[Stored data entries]
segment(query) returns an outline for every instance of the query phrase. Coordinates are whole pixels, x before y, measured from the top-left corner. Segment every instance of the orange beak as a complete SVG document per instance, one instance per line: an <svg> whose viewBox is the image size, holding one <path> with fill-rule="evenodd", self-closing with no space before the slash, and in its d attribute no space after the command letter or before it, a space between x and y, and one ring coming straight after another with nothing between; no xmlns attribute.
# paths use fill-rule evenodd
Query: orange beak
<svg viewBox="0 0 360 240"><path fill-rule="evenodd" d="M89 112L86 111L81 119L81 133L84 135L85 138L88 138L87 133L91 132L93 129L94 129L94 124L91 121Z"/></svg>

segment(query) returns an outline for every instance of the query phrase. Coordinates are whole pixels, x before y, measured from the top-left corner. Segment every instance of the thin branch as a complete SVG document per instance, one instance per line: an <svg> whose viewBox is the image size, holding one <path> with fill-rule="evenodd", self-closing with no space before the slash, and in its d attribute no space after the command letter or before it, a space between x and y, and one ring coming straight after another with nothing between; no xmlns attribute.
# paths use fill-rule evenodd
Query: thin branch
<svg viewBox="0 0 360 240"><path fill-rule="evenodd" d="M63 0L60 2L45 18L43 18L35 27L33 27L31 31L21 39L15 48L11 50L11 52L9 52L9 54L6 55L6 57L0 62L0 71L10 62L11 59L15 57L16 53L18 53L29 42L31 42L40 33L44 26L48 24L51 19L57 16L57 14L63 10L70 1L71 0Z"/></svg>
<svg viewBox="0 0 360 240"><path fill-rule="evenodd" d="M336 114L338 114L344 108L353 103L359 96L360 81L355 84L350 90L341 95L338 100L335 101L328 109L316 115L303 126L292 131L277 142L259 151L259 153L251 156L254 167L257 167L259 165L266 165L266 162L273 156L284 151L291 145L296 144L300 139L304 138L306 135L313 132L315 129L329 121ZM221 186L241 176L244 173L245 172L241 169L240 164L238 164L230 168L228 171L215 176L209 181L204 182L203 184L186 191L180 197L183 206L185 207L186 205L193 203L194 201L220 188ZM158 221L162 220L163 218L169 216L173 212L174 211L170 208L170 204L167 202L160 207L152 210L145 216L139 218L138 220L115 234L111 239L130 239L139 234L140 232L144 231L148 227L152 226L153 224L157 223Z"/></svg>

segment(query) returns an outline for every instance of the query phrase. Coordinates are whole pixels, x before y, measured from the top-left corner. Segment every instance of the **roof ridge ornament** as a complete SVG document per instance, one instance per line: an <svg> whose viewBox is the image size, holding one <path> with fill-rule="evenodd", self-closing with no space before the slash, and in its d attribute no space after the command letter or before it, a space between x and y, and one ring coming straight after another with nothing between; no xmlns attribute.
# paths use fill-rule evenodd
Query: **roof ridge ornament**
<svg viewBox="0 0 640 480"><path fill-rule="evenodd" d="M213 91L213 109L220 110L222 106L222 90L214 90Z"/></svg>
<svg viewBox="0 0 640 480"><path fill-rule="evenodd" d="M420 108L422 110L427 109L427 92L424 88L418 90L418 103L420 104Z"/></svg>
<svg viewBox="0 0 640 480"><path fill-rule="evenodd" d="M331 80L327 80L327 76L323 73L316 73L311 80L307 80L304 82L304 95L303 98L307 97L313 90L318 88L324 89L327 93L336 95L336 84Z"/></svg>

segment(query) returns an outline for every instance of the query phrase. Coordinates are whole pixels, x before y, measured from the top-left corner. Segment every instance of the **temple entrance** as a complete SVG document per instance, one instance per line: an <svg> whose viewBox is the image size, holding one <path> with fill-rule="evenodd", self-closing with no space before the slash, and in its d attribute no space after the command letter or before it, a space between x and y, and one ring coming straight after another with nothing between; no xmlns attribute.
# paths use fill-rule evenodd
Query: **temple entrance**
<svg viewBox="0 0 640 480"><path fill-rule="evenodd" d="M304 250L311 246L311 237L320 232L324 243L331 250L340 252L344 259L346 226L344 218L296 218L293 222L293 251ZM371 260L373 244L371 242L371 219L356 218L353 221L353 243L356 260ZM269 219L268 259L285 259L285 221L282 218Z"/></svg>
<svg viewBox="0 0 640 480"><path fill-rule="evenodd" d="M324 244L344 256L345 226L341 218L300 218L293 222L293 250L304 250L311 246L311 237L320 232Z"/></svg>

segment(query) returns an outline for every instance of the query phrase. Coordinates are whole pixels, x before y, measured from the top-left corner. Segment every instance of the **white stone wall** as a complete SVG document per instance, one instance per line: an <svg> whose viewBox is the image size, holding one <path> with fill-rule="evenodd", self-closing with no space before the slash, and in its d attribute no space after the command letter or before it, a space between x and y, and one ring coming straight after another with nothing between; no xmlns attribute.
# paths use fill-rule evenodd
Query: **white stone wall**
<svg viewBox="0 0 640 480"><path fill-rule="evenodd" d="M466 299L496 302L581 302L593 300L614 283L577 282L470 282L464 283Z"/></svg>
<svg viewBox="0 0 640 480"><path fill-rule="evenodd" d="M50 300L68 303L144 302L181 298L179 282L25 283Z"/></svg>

YOUR INSTRUCTIONS: Give back every entry, unchanged in any way.

THE COMPLETED TASK:
segment(query) returns an outline for every instance of the query phrase. Coordinates are whole pixels, x before y, measured from the top-left corner. Segment every instance of the orange beak as a complete SVG document per instance, one instance per line: an <svg> whose viewBox is the image size, holding one <path> with fill-rule="evenodd", self-closing with no space before the slash, and in its d attribute no space after the command letter or before it, a space between x and y, and one ring coming straight after another with nothing between; no xmlns attribute.
# paths use fill-rule evenodd
Query: orange beak
<svg viewBox="0 0 360 240"><path fill-rule="evenodd" d="M89 112L86 111L81 119L81 133L84 135L85 138L88 138L87 133L91 132L93 129L94 129L94 124L91 121Z"/></svg>

segment(query) returns an outline for every instance of the query phrase. Coordinates are whole pixels, x before y, measured from the top-left corner. Segment every instance of the thin branch as a complete SVG document per instance, one instance per line: an <svg> whose viewBox is the image size, holding one <path> with fill-rule="evenodd", self-closing with no space before the slash, and in its d attribute no space after the command letter or before it, a space between x and y, and one ring coming straight after another with nothing between; no xmlns attribute.
# paths use fill-rule evenodd
Query: thin branch
<svg viewBox="0 0 360 240"><path fill-rule="evenodd" d="M63 0L60 2L45 18L43 18L35 27L33 27L31 31L21 39L15 48L11 50L11 52L9 52L9 54L6 55L6 57L0 62L0 71L10 62L11 59L15 57L16 53L18 53L29 42L31 42L40 33L44 26L48 24L51 19L57 16L57 14L63 10L70 1L71 0Z"/></svg>
<svg viewBox="0 0 360 240"><path fill-rule="evenodd" d="M336 114L338 114L344 108L353 103L359 96L360 81L355 84L350 90L341 95L338 100L335 101L328 109L316 115L303 126L292 131L277 142L259 151L259 153L251 156L254 167L257 167L259 165L266 165L266 162L273 156L284 151L291 145L296 144L300 139L304 138L306 135L313 132L315 129L329 121ZM221 186L241 176L244 173L245 172L241 169L240 164L238 164L230 168L228 171L215 176L209 181L204 182L203 184L186 191L180 197L183 206L185 207L186 205L193 203L194 201L220 188ZM158 221L162 220L163 218L169 216L173 212L174 211L170 208L170 204L167 202L160 207L152 210L145 216L139 218L138 220L115 234L111 239L130 239L139 234L140 232L144 231L148 227L152 226L153 224L157 223Z"/></svg>

segment(query) returns an outline for every instance of the query phrase. Coordinates are whole pixels, x before y, measured from the top-left corner. Segment every instance of the **roof ridge ornament** as a complete SVG document per instance, one instance per line: an <svg> whose viewBox is the image size, holding one <path> with fill-rule="evenodd", self-closing with no space before the slash, and in its d attribute no space after the command letter or before it, a space between x and y, and one ring coming straight after another with nothing between; no xmlns attribute.
# paths use fill-rule evenodd
Query: **roof ridge ornament**
<svg viewBox="0 0 640 480"><path fill-rule="evenodd" d="M213 91L213 109L220 110L222 106L222 90L214 90Z"/></svg>
<svg viewBox="0 0 640 480"><path fill-rule="evenodd" d="M420 108L422 110L427 109L427 92L424 88L418 90L418 103L420 104Z"/></svg>
<svg viewBox="0 0 640 480"><path fill-rule="evenodd" d="M331 80L327 80L327 76L323 73L316 73L311 80L307 80L304 82L304 95L303 98L307 97L313 90L318 88L324 89L327 93L336 95L336 84Z"/></svg>

segment(query) returns an outline for every instance of the query phrase. Coordinates are whole pixels, x before y, measured from the top-left corner. Segment every instance of the **temple entrance** as a complete SVG document per instance, one instance per line: an <svg> whose viewBox is the image size, holding one <path> with fill-rule="evenodd", self-closing with no space before the slash, and in its d attribute no space after the command letter or before it, a space between x and y, and one ring coming straight after another with nothing between; no xmlns attribute.
# paths use fill-rule evenodd
Query: **temple entrance**
<svg viewBox="0 0 640 480"><path fill-rule="evenodd" d="M304 250L311 246L311 237L320 232L324 243L331 250L340 252L344 259L346 226L344 218L296 218L293 222L293 251ZM371 260L373 244L371 242L371 219L356 218L353 221L353 243L356 260ZM269 219L268 259L285 259L285 221L282 218Z"/></svg>
<svg viewBox="0 0 640 480"><path fill-rule="evenodd" d="M324 244L344 256L345 226L341 218L300 218L293 222L293 250L304 250L311 246L311 237L320 232Z"/></svg>

segment(query) returns an outline for every instance of the query phrase. Coordinates are whole pixels, x before y, measured from the top-left corner. Segment every instance of the **white stone wall** as a complete SVG document per instance, one instance per line: an <svg> whose viewBox is the image size, holding one <path> with fill-rule="evenodd", self-closing with no space before the slash, and in its d attribute no space after the command letter or before it, a space between x and y, and one ring coming straight after another with nothing between; no xmlns attribute.
# paths use fill-rule evenodd
Query: **white stone wall**
<svg viewBox="0 0 640 480"><path fill-rule="evenodd" d="M466 299L496 302L581 302L593 300L614 283L577 282L470 282L464 283Z"/></svg>
<svg viewBox="0 0 640 480"><path fill-rule="evenodd" d="M50 300L68 303L144 302L181 298L179 282L25 283Z"/></svg>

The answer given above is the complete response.